§ **PROBLEMS TO WORK ON**
(a) Check each statement against the 1925 Michigan text: (i) the Detroit Tigers finished fourth in the American League; (ii) the Michigan State Spartans football team had a winning record; (iii) Woodbridge N. Ferris is listed as a Republican. Answer yes or no for each and quote the deciding words.
(b) Reproduce the passage of the 1925 Michigan text from "Events from the" up to and including "W. Welsh (Republican)", word for word.

§ **TEXT PROVIDED**

Events from the year 1925 in Michigan.

Office holders

State office holders
 Governor of Michigan: Alex J. Groesbeck (Republican)
 Lieutenant Governor of Michigan: George W. Welsh (Republican) 
 Michigan Attorney General: Andrew B. Dougherty (Republican)
 Michigan Secretary of State: Charles J. DeLand (Republican)
 Speaker of the Michigan House of Representatives: Fred B. Wells (Republican)
 Majority Leader of the Michigan Senate: 
 Chief Justice, Michigan Supreme Court:

Mayors of major cities
 Mayor of Detroit: John W. Smith 
 Mayor of Grand Rapids: Elvin Swarthout
 Mayor of Flint: Judson L. Transue
 Mayor of Lansing: Alfred H. Doughty

Federal office holders
 U.S. Senator from Michigan: James J. Couzens (Republican)
 U.S. Senator from Michigan: Woodbridge N. Ferris (Democrat) 
 House District 1: John B. Sosnowski (Republican)
 House District 2: Earl C. Michener (Republican)
 House District 3: Arthur B. Williams (Republican)
 House District 4: John C. Ketcham (Republican)
 House District 5: Carl E. Mapes (Republican)
 House District 6: Grant M. Hudson (Republican)
 House District 7: Louis C. Cramton (Republican)
 House District 8: Bird J. Vincent (Republican)
 House District 9: James C. McLaughlin (Republican)
 House District 10: Roy O. Woodruff (Republican)
 House District 11: Frank D. Scott (Republican)
 House District 12: W. Frank James (Republican)
 House District 13: Clarence J. McLeod (Republican)

Population

Sports

Baseball
 1925 Detroit Tigers season – Under player-manager Ty Cobb, the Tigers compiled an 81–73 record and finished fourth in the American League. Harry Heilmann won the American League batting title and also led the league with 134 RBIs. Three Tigers finished among the top five in the league in batting average: Heilmann (1st at .393), Cobb (4th at .378), Al Wingo (5th at .370). Hooks Dauss was the Tigers' leading pitcher with a 3.14 earned run average and a 16-11 win–loss record.
 1925 Michigan Wolverines baseball season - Under head coach Ray Fisher, the Wolverines compiled a 17–8 record. George Dillman was the team captain.

American football

 1925 Detroit Panthers season – Under player-coach Jimmy Conzelman, the Panthers compiled an 8–2–2 record and finished in third place in the National Football League. The team's leading scorers were Dinger Doane (30 points) and Gus Sonnenberg (27 points).
 1925 Michigan Wolverines football team – Under head coach Fielding H. Yost, the Wolverines compiled a 7–1 record, outscored opponents by a combined score of 227 to 3, won the Big Ten Conference championship, and was ranked second in country in the Dickinson System rankings.  Quarterback Benny Friedman and left end Bennie Oosterbaan, sometimes referred to as "The Benny-to-Bennie Show," were both consensus All-Americans and became known as one of the greatest passing combinations in college football history. 
 1925 Michigan State Spartans football team – Under head coach Ralph H. Young, the Spartans compiled a 3–5 record.
 1925 Michigan State Normal Normalites football team - Under head coach Elton Rynearson, the Normalites compiled a perfect 8–0 record, shut out seven of eight opponents, won the Michigan Intercollegiate Athletic Association championship, and outscored all opponents by a combined total of 106 to 6.

Entries for bounding box labeling:

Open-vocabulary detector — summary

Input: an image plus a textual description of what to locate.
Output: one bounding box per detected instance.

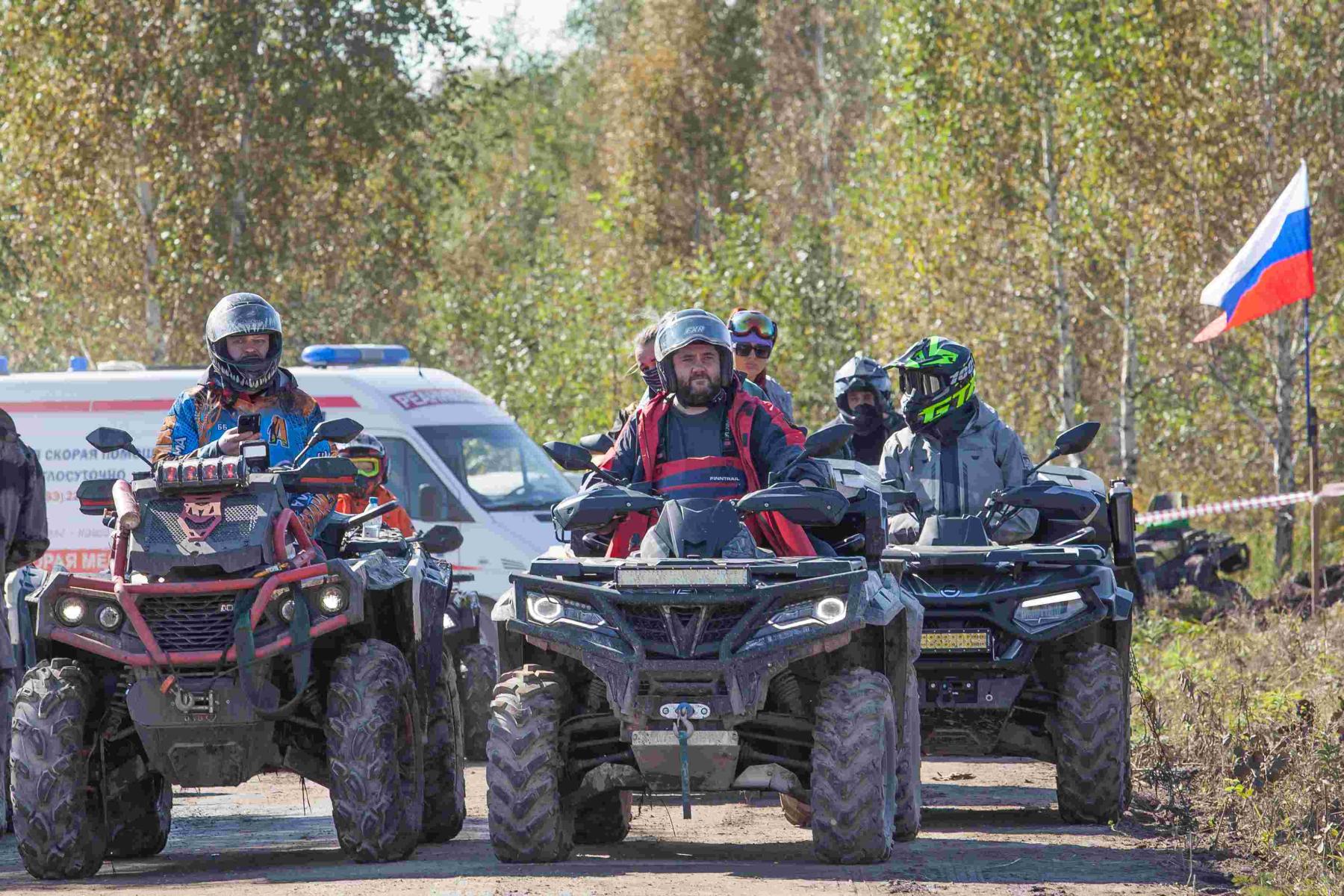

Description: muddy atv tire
[891,669,924,841]
[485,665,574,862]
[326,639,425,862]
[574,790,630,845]
[1052,644,1129,825]
[108,772,172,859]
[812,669,899,865]
[0,666,19,837]
[422,650,467,844]
[10,659,108,880]
[457,644,496,762]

§ **EXPECTED OUTPUTS**
(a)
(i) Yes: "finished fourth in the American League"
(ii) No: "the Spartans compiled a 3–5 record"
(iii) No: "Woodbridge N. Ferris (Democrat)"

(b)
Events from the year 1925 in Michigan.

Office holders

State office holders
 Governor of Michigan: Alex J. Groesbeck (Republican)
 Lieutenant Governor of Michigan: George W. Welsh (Republican)